Given task 1:
Rewrite the earnings call remarks between "Finally, once again, given" and "from Evercore ISI.", inclusive, putting "conference call" in place of "earnings call".
Given task 2:
Write the next part of the earnings call transcript, picking up after its final line.

>> start Given passage

So let's start with new orders.
We expect Q2 new orders to be in the range of 16,000 to 17,000 homes and expect our Q2 ending community count to be flat to slightly up year-over-year. We anticipate our Q2 deliveries to be in the range of 15,000 to 16,000 homes, and our Q2 average sales price should be in the range of 435,000 to 445,000 as we continue to price to market. We expect gross margins to be in the range of 21% to 21.5% and we expect our SG&A to be in the range of 7.2% and 7.4%. And for the combined homebuilding joint venture land sales and other categories, we expect to have earnings of about $10 million. We anticipate our Financial Services earnings for Q2 to be in the range of $70 million to $75 million, and we expect a loss of about $20 million for each of our multifamily business and the Lennar Other category. The Lennar Other estimate does not include any potential mark-to-market adjustments to our technology investments since that adjustment will be determined by their stock prices at the end of our quarter.
We expect our Q2 corporate G&A to be about 1.6% to 1.7% of total revenues, and our charitable foundation contribution will be based on $1,000 per home delivery. We expect our tax rate to be about 24.5% and the weighted average share count should be approximately 286 million shares. And so when you pull all that together, these estimates should produce an EPS range in between $2.10 to $2.55 per share for the second quarter.
Finally, once again, given market volatility, we're providing boundaries for deliveries only first full year 2023 as we did last quarter, as Stuart mentioned, this delivery range should be 62,000 to 66,000, which is an increase of our previous range of 60,000 to 65,000. We look forward to giving you another update on our next earnings call.
And with that, let me turn it over to the operator.
[Operator Instructions] And our first question will come from Stephen Kim from Evercore ISI.

>> end Given passage
>> start Material

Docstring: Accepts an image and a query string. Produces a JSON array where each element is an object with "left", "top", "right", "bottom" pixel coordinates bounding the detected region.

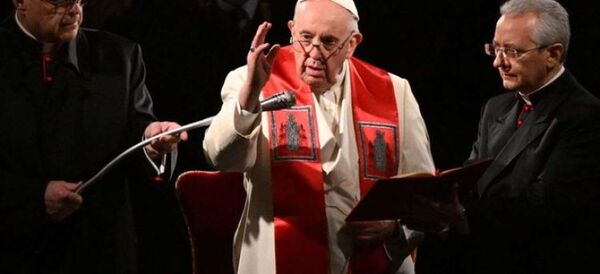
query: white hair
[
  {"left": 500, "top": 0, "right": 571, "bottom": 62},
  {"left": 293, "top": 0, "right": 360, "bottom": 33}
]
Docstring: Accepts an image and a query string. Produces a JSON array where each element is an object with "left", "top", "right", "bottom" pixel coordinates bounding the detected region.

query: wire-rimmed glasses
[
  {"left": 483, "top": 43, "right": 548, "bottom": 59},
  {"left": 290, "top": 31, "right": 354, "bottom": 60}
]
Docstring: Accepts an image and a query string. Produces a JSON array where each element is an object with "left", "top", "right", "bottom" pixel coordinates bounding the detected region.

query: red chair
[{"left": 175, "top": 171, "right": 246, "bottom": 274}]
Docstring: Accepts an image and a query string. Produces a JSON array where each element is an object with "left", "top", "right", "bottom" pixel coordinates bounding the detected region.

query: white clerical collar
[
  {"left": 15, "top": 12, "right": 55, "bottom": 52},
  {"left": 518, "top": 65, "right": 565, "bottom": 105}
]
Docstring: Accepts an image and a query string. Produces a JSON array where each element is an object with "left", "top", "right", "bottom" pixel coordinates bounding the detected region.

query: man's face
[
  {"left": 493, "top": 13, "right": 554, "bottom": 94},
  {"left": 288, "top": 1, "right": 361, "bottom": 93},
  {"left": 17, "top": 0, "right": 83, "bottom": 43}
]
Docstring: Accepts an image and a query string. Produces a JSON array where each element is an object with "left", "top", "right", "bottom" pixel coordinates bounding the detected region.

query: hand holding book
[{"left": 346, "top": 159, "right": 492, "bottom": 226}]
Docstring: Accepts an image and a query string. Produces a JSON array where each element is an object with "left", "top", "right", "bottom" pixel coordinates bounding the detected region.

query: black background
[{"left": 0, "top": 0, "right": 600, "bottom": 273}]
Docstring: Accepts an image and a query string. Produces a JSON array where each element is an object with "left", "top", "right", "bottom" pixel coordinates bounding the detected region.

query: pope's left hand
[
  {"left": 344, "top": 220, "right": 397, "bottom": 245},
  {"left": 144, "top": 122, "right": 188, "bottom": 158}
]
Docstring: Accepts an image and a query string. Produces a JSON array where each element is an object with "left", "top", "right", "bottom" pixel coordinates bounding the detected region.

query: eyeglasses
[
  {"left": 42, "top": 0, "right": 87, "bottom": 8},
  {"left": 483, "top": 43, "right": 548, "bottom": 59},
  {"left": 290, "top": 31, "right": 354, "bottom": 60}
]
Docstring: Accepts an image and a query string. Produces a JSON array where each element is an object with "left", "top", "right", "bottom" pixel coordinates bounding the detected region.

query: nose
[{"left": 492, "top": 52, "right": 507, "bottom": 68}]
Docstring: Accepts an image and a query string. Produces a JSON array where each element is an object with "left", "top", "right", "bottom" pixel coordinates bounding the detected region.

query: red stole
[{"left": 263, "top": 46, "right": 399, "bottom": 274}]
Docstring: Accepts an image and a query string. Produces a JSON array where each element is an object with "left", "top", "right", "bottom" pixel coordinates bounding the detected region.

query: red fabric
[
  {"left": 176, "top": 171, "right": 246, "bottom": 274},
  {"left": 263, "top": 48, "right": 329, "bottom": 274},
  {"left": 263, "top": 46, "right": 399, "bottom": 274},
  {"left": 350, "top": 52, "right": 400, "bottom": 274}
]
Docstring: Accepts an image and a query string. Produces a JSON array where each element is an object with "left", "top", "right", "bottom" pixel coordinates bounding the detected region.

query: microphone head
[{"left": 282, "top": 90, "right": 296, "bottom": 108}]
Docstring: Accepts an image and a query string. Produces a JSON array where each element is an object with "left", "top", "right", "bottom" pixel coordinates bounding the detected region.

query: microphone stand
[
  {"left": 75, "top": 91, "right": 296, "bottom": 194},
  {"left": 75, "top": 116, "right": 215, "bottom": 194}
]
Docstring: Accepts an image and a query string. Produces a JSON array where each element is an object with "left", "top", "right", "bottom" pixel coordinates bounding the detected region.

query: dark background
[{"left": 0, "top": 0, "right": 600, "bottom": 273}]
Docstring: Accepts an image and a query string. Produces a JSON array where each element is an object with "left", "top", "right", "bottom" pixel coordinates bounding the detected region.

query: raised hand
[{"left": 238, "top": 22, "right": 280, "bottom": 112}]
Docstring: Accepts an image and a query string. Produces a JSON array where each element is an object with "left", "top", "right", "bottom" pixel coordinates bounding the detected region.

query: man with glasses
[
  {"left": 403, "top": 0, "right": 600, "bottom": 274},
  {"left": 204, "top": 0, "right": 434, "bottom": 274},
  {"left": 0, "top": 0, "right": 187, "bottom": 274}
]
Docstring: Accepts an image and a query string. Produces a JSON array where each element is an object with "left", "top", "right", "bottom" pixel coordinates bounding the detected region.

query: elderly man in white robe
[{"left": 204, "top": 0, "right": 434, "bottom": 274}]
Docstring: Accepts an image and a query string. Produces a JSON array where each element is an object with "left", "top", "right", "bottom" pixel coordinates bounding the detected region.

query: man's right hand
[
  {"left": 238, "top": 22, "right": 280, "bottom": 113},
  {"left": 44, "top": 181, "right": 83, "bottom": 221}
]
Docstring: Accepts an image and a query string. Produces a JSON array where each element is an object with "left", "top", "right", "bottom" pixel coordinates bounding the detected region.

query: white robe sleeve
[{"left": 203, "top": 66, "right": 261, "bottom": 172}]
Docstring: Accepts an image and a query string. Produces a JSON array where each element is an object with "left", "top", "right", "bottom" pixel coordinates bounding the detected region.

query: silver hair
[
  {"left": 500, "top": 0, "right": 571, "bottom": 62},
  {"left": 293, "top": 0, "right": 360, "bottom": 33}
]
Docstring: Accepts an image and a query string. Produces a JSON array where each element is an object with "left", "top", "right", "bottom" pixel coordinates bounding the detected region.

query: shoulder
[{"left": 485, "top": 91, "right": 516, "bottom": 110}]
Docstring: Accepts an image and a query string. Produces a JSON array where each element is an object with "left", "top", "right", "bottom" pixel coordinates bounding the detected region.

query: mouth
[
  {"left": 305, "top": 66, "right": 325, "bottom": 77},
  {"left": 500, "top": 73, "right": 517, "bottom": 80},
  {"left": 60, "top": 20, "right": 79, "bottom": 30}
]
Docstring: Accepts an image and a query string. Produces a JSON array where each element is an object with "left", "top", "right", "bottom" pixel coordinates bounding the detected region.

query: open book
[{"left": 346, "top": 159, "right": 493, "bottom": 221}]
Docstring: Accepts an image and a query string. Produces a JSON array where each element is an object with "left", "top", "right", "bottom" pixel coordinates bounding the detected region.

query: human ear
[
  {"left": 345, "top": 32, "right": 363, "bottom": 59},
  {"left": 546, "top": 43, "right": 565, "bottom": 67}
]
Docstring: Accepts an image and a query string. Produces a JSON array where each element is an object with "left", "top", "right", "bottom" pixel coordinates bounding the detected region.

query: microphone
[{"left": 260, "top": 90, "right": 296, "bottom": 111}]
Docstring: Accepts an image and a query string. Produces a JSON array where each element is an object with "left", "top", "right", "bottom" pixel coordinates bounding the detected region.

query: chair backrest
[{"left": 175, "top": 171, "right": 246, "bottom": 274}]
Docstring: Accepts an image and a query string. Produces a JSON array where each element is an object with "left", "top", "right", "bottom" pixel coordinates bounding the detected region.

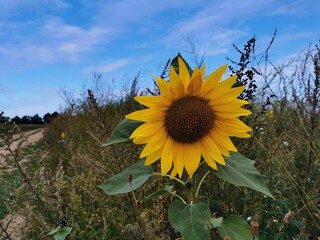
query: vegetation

>> end Material
>> start Material

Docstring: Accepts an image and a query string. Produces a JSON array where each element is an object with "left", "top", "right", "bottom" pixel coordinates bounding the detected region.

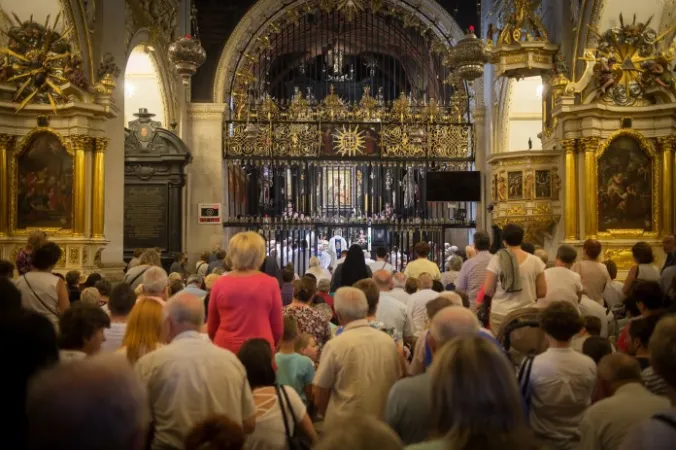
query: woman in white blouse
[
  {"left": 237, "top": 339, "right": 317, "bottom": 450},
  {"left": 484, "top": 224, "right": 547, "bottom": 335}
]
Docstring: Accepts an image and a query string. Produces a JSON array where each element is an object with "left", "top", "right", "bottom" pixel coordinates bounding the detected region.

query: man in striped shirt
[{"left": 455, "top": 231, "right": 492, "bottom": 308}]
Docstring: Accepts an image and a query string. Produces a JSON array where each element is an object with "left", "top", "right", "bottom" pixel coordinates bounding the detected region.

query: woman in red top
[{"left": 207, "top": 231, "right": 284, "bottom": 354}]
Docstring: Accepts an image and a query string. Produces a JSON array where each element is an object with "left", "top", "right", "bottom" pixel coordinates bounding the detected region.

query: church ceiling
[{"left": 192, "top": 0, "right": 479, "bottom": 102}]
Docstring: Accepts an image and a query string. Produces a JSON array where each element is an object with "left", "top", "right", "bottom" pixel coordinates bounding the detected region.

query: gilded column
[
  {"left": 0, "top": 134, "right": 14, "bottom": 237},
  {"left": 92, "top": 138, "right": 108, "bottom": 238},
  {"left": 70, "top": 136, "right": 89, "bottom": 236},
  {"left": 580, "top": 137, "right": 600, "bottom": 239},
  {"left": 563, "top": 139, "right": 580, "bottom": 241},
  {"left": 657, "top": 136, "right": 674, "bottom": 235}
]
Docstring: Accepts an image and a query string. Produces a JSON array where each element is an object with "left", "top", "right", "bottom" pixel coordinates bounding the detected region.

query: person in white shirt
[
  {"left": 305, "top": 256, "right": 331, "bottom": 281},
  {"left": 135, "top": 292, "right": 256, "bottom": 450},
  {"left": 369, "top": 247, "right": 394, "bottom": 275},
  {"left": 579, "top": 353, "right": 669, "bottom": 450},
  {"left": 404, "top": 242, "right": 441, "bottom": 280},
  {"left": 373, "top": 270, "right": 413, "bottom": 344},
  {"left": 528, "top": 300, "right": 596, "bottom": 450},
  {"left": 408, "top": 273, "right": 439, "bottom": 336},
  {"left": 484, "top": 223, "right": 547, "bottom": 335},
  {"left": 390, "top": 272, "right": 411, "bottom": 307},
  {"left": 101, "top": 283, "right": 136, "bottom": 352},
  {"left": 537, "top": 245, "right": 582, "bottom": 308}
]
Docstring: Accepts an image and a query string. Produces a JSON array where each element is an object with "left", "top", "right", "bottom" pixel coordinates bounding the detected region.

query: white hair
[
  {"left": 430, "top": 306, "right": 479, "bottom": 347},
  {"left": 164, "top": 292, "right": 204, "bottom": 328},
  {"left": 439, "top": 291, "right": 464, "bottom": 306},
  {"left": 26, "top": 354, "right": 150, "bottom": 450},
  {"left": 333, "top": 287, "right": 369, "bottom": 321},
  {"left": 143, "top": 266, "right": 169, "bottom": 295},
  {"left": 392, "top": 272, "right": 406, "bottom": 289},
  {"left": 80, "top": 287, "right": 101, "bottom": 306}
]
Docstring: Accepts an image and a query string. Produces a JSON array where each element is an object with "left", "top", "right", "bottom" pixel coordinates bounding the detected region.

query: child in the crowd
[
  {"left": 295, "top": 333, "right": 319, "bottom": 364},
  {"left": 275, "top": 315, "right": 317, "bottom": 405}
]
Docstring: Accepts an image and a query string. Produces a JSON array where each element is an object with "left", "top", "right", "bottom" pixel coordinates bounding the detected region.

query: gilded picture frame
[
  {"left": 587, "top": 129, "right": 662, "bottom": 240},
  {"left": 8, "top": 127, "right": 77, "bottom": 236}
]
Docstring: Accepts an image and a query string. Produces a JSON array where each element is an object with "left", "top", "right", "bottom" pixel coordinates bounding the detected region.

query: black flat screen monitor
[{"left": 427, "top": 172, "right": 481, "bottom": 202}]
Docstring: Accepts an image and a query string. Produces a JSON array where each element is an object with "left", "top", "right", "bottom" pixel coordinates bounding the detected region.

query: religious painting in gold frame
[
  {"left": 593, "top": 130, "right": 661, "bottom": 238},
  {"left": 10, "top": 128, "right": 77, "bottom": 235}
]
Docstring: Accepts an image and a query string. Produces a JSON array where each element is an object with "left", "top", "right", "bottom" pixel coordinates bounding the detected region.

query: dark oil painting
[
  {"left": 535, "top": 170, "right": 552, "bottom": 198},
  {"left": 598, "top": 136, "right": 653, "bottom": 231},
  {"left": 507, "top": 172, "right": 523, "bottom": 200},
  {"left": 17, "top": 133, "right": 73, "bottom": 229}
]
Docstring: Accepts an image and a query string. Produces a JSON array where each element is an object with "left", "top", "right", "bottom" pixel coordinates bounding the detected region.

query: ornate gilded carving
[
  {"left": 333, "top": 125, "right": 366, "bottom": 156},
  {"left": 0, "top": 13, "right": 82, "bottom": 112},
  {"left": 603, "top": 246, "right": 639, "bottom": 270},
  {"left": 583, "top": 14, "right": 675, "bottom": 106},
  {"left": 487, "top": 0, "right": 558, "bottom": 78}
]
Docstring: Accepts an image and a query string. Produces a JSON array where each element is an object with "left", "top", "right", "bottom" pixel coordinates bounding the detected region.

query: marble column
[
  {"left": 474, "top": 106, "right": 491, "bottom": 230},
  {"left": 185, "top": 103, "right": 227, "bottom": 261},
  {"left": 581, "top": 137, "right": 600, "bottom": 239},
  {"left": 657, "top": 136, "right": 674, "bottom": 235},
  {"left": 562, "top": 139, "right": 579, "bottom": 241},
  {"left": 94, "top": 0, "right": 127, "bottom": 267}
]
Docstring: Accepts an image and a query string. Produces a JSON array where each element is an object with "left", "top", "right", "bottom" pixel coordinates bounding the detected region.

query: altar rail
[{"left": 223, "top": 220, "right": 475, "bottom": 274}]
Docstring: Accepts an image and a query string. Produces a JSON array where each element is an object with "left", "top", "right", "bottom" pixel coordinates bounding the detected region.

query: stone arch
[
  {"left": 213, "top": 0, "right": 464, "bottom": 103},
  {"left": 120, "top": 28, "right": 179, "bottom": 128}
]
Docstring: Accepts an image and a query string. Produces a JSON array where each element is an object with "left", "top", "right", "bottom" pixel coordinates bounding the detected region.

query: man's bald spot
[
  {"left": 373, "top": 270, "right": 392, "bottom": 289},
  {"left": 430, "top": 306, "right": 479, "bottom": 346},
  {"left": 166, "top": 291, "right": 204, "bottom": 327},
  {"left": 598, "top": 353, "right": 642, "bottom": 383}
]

>> end Material

Task response 1:
Finally, once again, given market volatility, we're providing boundaries for deliveries only first full year 2023 as we did last quarter, as Stuart mentioned, this delivery range should be 62,000 to 66,000, which is an increase of our previous range of 60,000 to 65,000. We look forward to giving you another update on our next conference call.
And with that, let me turn it over to the operator.
[Operator Instructions] And our first question will come from Stephen Kim from Evercore ISI.

Task response 2:
Yes. Thanks very much, guys. Super interesting times and very impressive results. Wanted to ask a first question, if I could, about your commentary and your guidance on orders. So I think you indicated that your February absorptions were running at 4.7 sales per community. Your order guidance for 2Q seems to imply something less than that. I was curious why that is? And because we usually see, if anything, the absorption higher in the second quarter than in the first quarter. And if demand exceeds what seems to be implied in your order guide, would you expect that we might see that excess show up in a higher margin or greater starts?
We're struggling with who should answer that question. Hold on please.
David, it's Jon. I think our view, as you heard is that we found -- building the market as we've made what we think of the approach, stroke adjustments to achieve a pace. It's really at a pace that I defined it in my discussion points really matches our start pace. And so it's a managed community by community, market by market sales pace that we think is very healthy as you look at it relative to the year-over-year and the current market environment.
I think it's most important to recognize, Steve, that when you look at the overview the overall numbers, they might not match up perfectly with the fact that we are managing our business and managing each of these numbers from a community by community base -- community by community basis. And it's really a roll-up of exactly what's happening in the field in each community. And so you're going to see some anomalies in the numbers.
Your question as to whether if demand is stronger, we're going to see that reflected in higher volume numbers or higher margins. And it's really the answer to that is really going to be about optimizing to both. We will, with greater demand see some greater volume but additionally, that greater demand will express itself through our dynamic pricing model and the ability to garner a higher sales price and margin.
Additionally, one more important thought on that. And that is, as you know, we really have a very welcome inventory position, not a lot of unsold homes in front of us are current. So we're very disciplined about not getting too far ahead in sales. We could potentially open it up some more. But we find very effective use of mortgage rate buy-downs, which tend to lend to a shorter cycle duration in in terms of how far out we're selling.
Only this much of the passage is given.